= Eliezer Zusia Portugal =

Bessarabian-born American rabbi (1898–1982)

Eliezer Zusia Portugal (17 October 1898-18 August 1982) was the first Rebbe of Skulen. He was revered by his followers in Russia, Romania, Israel, and the United States for his personal warmth and his care for hundreds of Jewish youth and war orphans, whom he personally adopted as his own children. He established the Skulener dynasty in America in the 1960s. His only biological son, Rabbi Yisroel Avrohom Portugal, succeeded him as Rebbe.

==Rabbi at age 17==
Portugal did not become a Hasidic Rebbe until he was well into his sixties. His first public position was as Rabbi of the Bessarabian town of Sculeni (Yiddish: Skulen), his birthplace. He was appointed to this position at the age of 17 after the death of his father, Rabbi Yisroel Avrohom, who was the town's rabbi.

Portugal was successful in his dealings with both young and old community members in Skulen (present-day Moldova) due to his unusual warmth and compassion for others. He was especially effective in reaching Jewish youth, who were rapidly assimilating and throwing off mitzvah observance. Rather than give up on them, he engaged them with love and intellectual discussions about the deeper meaning and importance of Judaism, which convinced many to re-embrace their heritage.

- TASKS AND EXERCISES -
• a. For each statement below, say whether the biography of Eliezer Zusia Portugal agrees with it, giving yes or no and quoting the words of the biography that decide it.
(i) Portugal became a Hasidic Rebbe before he turned sixty.
(ii) Portugal was born in Sculeni.
(iii) Portugal's successor as Rebbe was his only biological son.
• b. Using the biography of Eliezer Zusia Portugal, answer each question:
(i) In which decade did Portugal establish the Skulener dynasty in America?
(ii) At what age was he appointed Rabbi of Sculeni?
(iii) What was the name of his father?

- GIVEN ENTRIES -
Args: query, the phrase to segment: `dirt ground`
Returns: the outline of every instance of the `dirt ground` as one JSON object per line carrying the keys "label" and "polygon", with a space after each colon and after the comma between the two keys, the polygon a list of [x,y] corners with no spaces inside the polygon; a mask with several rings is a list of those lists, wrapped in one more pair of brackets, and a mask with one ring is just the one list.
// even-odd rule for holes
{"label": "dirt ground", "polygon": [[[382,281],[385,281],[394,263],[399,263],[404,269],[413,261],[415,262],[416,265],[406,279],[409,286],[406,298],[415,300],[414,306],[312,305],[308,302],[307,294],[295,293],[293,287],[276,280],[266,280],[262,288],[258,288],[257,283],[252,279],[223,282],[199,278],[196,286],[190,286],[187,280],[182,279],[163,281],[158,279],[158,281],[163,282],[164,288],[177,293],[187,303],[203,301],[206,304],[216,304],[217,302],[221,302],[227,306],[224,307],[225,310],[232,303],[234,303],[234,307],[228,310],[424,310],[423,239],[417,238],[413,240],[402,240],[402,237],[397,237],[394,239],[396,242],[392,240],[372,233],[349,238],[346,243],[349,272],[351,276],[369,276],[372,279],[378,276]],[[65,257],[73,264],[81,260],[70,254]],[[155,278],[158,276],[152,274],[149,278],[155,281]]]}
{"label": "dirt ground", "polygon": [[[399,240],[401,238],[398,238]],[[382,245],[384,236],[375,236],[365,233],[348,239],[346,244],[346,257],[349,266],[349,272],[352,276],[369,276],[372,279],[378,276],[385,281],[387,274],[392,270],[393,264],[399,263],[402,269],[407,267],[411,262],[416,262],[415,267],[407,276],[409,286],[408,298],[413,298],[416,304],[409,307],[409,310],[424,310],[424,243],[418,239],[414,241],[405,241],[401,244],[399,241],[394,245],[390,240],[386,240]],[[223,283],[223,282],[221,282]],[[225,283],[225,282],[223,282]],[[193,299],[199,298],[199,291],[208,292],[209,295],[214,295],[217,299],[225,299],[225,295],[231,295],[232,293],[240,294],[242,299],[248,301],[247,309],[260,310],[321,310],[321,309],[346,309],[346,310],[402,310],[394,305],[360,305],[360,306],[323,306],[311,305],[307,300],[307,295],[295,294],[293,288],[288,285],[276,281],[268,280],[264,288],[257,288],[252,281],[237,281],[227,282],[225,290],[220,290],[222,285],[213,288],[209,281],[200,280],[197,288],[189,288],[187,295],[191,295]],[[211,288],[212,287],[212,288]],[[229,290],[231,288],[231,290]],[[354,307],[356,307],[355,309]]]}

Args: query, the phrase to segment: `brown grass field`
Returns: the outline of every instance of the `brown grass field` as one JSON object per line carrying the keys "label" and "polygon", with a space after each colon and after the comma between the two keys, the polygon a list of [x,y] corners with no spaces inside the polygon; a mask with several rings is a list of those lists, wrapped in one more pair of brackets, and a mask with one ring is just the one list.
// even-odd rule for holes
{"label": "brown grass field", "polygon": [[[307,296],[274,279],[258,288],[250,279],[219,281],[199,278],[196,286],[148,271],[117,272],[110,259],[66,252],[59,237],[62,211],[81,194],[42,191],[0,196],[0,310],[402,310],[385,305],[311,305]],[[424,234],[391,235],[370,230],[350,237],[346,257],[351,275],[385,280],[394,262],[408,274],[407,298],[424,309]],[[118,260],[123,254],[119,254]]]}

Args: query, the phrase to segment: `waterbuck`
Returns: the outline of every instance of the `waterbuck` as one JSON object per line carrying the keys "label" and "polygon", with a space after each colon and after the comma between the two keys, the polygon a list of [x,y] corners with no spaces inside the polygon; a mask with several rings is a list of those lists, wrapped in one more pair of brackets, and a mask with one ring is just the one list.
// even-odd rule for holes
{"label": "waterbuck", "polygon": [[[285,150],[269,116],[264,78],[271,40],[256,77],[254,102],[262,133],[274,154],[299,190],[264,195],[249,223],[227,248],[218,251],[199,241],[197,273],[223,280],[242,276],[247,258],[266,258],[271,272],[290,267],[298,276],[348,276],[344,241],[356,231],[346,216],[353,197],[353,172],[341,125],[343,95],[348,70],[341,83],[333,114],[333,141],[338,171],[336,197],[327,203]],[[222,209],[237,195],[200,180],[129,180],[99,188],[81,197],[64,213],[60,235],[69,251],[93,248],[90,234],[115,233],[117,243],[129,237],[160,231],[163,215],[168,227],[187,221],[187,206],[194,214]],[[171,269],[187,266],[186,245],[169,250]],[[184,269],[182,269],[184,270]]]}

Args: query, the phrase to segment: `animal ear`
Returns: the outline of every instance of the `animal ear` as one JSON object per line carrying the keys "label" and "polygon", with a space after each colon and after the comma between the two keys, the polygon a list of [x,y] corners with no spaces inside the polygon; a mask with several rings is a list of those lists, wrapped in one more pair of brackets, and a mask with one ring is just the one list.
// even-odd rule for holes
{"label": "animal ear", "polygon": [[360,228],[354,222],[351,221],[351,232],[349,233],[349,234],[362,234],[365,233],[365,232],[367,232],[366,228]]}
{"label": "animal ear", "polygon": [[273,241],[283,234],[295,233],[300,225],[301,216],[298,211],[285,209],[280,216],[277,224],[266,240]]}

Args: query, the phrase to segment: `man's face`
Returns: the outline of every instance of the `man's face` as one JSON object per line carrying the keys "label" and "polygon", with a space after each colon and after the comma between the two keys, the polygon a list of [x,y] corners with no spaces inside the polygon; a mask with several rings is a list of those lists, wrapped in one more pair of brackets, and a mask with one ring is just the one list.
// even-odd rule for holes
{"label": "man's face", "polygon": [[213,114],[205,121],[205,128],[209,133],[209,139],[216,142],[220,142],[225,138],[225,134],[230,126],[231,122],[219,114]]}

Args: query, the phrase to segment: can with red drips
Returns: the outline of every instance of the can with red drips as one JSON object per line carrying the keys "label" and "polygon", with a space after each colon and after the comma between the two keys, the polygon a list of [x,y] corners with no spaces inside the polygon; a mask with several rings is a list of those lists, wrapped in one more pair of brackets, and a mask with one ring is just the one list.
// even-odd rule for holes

- TASK ANSWERS -
• a.
(i) No: "Portugal did not become a Hasidic Rebbe until he was well into his sixties."
(ii) Yes: "His first public position was as Rabbi of the Bessarabian town of Sculeni (Yiddish: Skulen), his birthplace."
(iii) Yes: "His only biological son, Rabbi Yisroel Avrohom Portugal, succeeded him as Rebbe."

• b.
(i) The 1960s
(ii) 17
(iii) Rabbi Yisroel Avrohom